Directions :: Select every line of the data below that contains the string "target", and copy each one out in full. Treat uppercase and lowercase as different, so only an exact case match counts.

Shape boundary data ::
....................

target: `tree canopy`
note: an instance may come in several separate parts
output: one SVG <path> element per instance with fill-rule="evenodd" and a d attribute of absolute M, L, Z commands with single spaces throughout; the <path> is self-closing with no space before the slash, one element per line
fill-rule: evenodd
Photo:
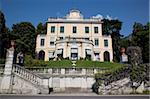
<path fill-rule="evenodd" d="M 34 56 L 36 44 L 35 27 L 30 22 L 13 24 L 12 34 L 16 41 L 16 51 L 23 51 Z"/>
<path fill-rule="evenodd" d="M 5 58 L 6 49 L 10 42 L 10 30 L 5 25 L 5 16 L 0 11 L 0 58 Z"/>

....................

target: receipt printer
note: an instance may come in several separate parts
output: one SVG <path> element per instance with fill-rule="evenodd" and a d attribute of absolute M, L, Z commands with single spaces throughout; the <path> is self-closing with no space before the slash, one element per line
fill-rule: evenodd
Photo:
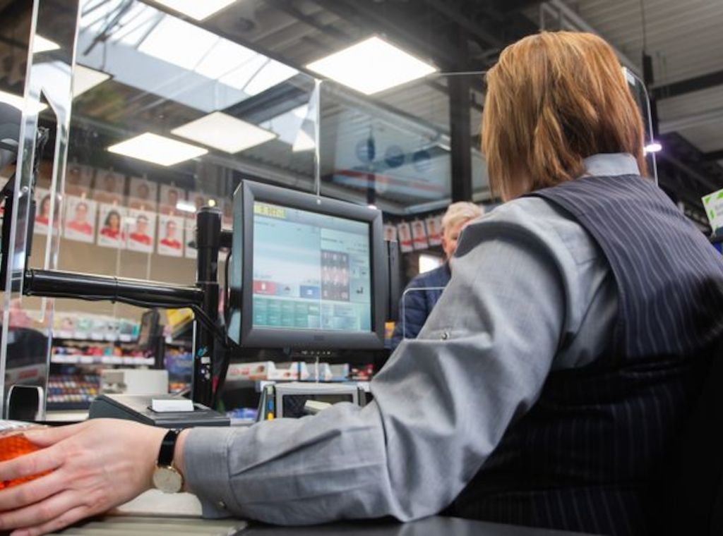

....................

Task answer ::
target: `tree canopy`
target: receipt printer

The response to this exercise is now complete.